Retype all of the data word for word, without pictures.

(Records)
———

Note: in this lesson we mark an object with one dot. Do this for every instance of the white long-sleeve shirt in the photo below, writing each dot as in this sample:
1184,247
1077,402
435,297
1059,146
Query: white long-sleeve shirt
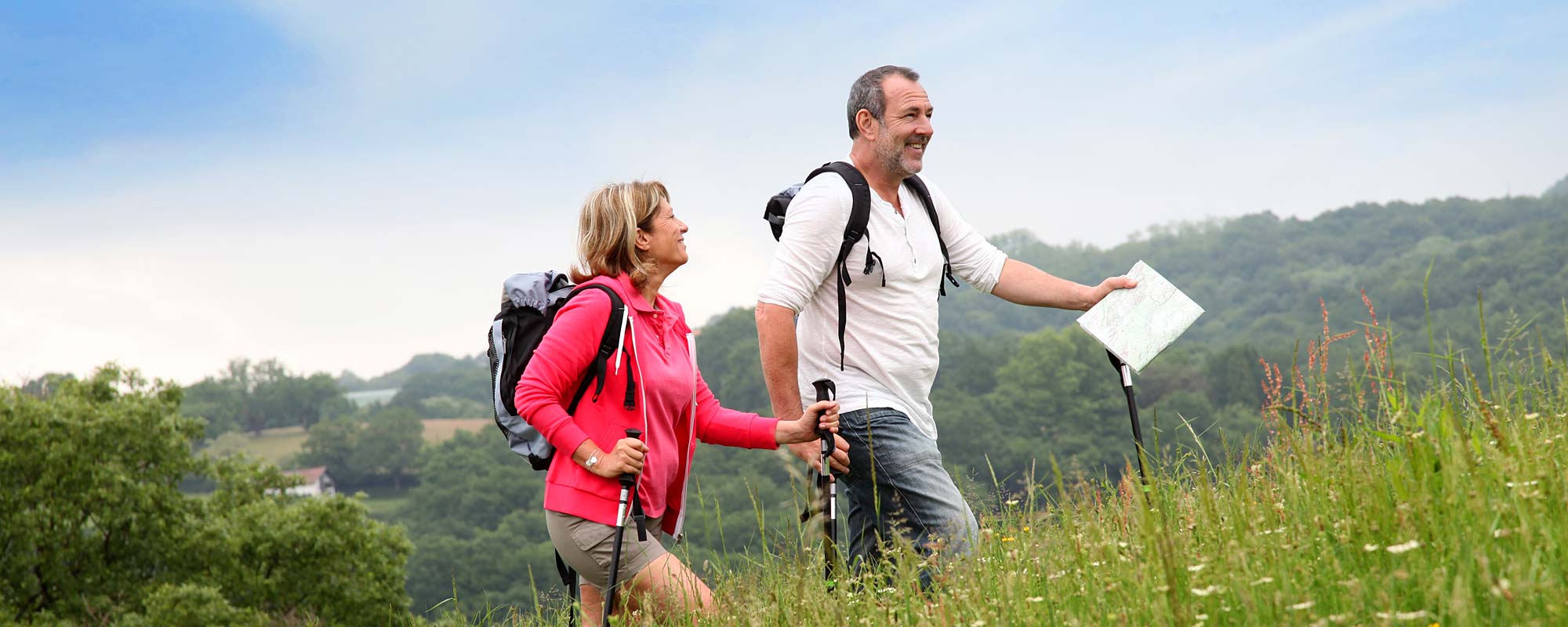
890,346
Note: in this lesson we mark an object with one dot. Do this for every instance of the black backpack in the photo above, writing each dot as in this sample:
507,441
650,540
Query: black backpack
526,316
860,214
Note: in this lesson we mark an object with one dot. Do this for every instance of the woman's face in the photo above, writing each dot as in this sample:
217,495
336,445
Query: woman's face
664,242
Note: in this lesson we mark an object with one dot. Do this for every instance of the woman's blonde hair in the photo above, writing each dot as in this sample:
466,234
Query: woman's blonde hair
608,231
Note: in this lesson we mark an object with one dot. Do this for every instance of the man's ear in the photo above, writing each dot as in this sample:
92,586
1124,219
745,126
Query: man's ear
868,125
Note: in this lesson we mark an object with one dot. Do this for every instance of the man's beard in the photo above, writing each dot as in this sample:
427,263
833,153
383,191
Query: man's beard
891,154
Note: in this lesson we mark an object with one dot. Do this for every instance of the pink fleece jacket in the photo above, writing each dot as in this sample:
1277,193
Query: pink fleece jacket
675,408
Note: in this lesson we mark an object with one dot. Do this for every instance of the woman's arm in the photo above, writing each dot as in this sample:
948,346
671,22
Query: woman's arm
735,429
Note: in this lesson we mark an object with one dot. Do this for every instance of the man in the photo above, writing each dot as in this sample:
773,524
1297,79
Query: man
887,455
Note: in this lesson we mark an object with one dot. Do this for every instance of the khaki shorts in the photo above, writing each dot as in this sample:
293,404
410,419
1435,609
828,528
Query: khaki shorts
587,548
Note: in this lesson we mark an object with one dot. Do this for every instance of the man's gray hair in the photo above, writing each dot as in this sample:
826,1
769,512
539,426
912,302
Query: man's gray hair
866,93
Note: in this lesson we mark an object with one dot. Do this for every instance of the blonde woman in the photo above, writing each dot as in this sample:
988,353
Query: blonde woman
631,242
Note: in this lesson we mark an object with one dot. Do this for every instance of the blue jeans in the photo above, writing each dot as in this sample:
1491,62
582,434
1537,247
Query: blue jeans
898,487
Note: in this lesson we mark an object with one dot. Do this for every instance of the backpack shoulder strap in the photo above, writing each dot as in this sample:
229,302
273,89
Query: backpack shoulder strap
854,231
608,344
931,211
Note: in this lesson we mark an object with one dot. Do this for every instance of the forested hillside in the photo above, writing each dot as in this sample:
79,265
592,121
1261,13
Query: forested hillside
1018,388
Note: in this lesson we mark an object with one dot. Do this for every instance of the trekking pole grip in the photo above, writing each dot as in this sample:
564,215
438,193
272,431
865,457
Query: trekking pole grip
628,479
826,393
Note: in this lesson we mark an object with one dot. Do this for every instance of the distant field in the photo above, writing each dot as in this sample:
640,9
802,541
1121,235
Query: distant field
278,446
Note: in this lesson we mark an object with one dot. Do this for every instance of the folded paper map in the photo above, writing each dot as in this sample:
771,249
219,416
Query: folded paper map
1139,324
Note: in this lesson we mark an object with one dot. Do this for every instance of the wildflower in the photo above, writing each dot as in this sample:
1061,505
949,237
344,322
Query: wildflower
1404,615
1398,549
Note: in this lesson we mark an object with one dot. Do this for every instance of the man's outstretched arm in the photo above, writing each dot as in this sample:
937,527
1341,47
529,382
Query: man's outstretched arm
780,361
1026,285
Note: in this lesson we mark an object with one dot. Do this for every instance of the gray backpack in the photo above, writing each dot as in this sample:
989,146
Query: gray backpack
526,316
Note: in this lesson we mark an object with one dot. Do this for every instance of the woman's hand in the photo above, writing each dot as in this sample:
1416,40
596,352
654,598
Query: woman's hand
625,458
819,416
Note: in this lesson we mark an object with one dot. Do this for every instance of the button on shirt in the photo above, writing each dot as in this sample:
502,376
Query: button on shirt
890,346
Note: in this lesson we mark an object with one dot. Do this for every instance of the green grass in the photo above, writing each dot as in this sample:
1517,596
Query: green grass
277,446
1370,506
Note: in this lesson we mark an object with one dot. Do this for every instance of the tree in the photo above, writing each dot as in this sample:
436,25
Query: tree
93,524
258,396
332,444
390,444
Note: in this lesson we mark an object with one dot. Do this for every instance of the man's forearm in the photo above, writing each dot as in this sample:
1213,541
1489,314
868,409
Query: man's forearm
777,342
1026,285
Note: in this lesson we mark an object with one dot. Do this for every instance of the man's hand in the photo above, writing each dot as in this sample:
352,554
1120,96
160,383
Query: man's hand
822,416
1106,288
811,452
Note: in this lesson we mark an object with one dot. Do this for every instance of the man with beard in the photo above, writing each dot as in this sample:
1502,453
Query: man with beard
888,357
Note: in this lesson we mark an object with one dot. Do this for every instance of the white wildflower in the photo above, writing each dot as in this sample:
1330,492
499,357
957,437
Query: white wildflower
1417,615
1398,549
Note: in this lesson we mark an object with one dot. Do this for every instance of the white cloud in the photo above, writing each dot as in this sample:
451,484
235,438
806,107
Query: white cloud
382,228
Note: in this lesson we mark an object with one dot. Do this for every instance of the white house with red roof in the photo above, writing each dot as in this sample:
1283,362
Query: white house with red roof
318,484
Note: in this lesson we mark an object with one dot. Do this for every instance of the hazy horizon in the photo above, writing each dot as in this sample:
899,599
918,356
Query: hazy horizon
344,187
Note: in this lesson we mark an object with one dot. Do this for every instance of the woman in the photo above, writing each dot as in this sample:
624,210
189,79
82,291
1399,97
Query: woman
631,242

———

(Response)
Note: in this lesson we mark an object with one dot. Do this for every instance of the white long-sleeve shirt in the photo below, writing each dot as in this sample:
1184,247
1077,402
435,297
1059,146
Query: white long-sleeve shirt
890,346
Note: in this lesson we mark an object with one dot. Do this for every instance of the black backpack in the photo above, writing each dot as in this sample:
507,441
650,540
Query: black backpack
526,316
860,214
Note: in this lesson we mark an object with one dot. Do this for every instance of the woman's face in the photo above, writing each dot as in this sample:
217,495
336,445
Query: woman's face
664,242
Note: in this lesson we mark an object with one dot. Do this for every instance of the woman's blonde hair in the photo above, writing each dot as in this sample:
466,234
Query: woman's blonde hair
608,231
Note: in this lesson we mark an object with one dot. Do this for every instance of the man's ear in the photo above, writing each dot as in this sample:
92,586
1124,219
745,126
Query: man's ear
868,125
Note: in this lesson we mark an object with one dot. Do this for every instance of the man's beard in the photo above, writing each dot as in this sample:
427,263
833,153
383,191
Query: man's beard
891,154
Note: in this lesson we mark an object with one dot. Do this for every instance of the pink fleece jacket in the photo above, writing each dot as in this sample:
1277,193
Query: pink fleece jacket
675,408
Note: in this lesson we mark an object with one dot. Do this for every instance of the woman's arm in the photo above, writing each dot as in this sample:
948,346
671,22
Query: woman's arm
735,429
Note: in this lesson we mark an object with one dot. Do this for every instance of the man in the photo above, writing each dot as in this sample:
773,524
1297,79
Query: man
887,455
Note: in this lesson we mark an object with one dot. Do this for every instance of the khaki shorts in the photo above, writing each dot as in this sample:
293,404
410,419
1435,609
828,528
Query: khaki shorts
587,548
Note: in this lesson we mark an object with one dot. Do this for every instance of the man's gray hair in the photo above, writing each dot as in this sample:
826,1
769,512
539,426
912,302
Query: man's gray hair
866,93
Note: in this lesson we mark an object with one dot. Do this for every instance of the blonde woman in the photo above, writing each dot as in this sample:
988,353
Query: blonde woman
631,242
Note: in this lesson we mark an object with one dot. Do this for every instance of the blue jeans in the photo above, writing each dot as in this sample:
1491,62
582,434
1537,247
Query: blue jeans
898,487
Note: in this lesson we mark an object with one dot. Do this for every instance of the backpack shoulder strap in the photo above, writing each dot as in this sample:
229,302
273,89
Query: backpack shoulder strap
854,231
608,344
931,211
Note: in this lesson we mark an object with one dot. Do this for every instance of the forested hillside in the photo above, writing each dot as in this sample:
79,265
592,121
1261,13
Query: forested hillside
1018,388
Note: in this lesson we mark an object with one dot. Do this for every instance of the trekking pole grip in the photo above, writing each dot as in this sample:
564,215
438,193
272,431
865,457
Query: trekking pole grip
628,479
826,393
Note: in this lesson we mark an object with one dot. Do this for every instance of the distant field in the photo above, writing each dot as in this sample:
640,9
802,541
1121,235
Query: distant field
278,446
Note: in this lesson we mark an object with one dot. Do this for every instance of the folded paper map in the photo above, writing each dot as in this sample:
771,249
219,416
Query: folded paper map
1139,324
Note: in this lesson we mark an object with one dot. Do this for every instance of the wildflower in the photo above, writing each dot as in this sample:
1061,505
949,237
344,322
Query: wildflower
1404,615
1398,549
Note: in this lesson we mark an object with one dot. Do this for every instance of the man's outstretched arm in the photo above, writing each dot as in this sample:
937,527
1341,47
529,382
Query: man's outstretched arm
780,361
1026,285
Note: in this lesson we mark an object with one dot. Do this for every instance of the gray backpack in the photo above, writing each dot as in this sample:
989,146
Query: gray backpack
526,316
Note: in this lesson we mark an object with one dot. Do this for every instance of the woman's hand in the photo above, writing each dot as in this sample:
1416,40
596,352
654,598
Query: woman's hand
625,458
819,416
Note: in this lesson we mark an object with one dot. Do this for every instance of the button on shirt in the photo above, writing each dot as in this sample:
502,376
Query: button on shirt
890,346
Note: in this lesson we mark an object with one dot. Do this for every instance of the green grass in the photo above, writing each dot as in this sample:
1517,596
Query: green grass
277,446
1370,506
Note: in this lesson we mark an object with one dot. Do this for every instance of the tree in the photo above, writing each dot as in this sample:
436,25
Query: tree
93,524
258,396
332,444
390,444
Note: in this lesson we mark an object with one dot. Do this for every instance of the man's forearm in the photo above, writing each dot as in this sample:
1213,541
1489,314
868,409
Query: man's forearm
777,342
1026,285
Note: in this lesson we mark an object with one dot. Do this for every instance of the man's hand in the photo above, writing each dot as in this sample:
352,554
1120,96
160,383
Query: man's hand
822,416
1106,288
811,452
Note: in this lesson we mark an object with one dot. Do this for every instance of the man with beard in the photo above, writing each dot as in this sample:
1502,453
Query: man with beard
888,357
Note: in this lesson we mark an object with one dot. Do this for every instance of the white wildflower in the photo above, writing each dot as in this sample:
1330,492
499,357
957,437
Query: white wildflower
1417,615
1398,549
Note: in this lesson we mark an object with one dot. Do this for every instance of the white cloud in the photo above, writing each dot as in this sample:
451,484
235,438
806,107
Query: white cloud
382,228
Note: in this lesson we mark an object with one dot. Do this for every instance of the white house with red roof in the photo above, writing each dot as in this sample:
1283,362
Query: white house with red roof
318,484
Note: in this lesson we mark an object with one dot. Do this for every instance of the hazy horizon in the photo above, writing each dot as in this sample:
899,599
918,356
Query: hazy horizon
344,187
Note: in this lesson we mark an object with one dot. Do this for every instance of the woman in the photo above, writing each dot as in this sample:
624,210
189,79
82,291
1399,97
Query: woman
631,242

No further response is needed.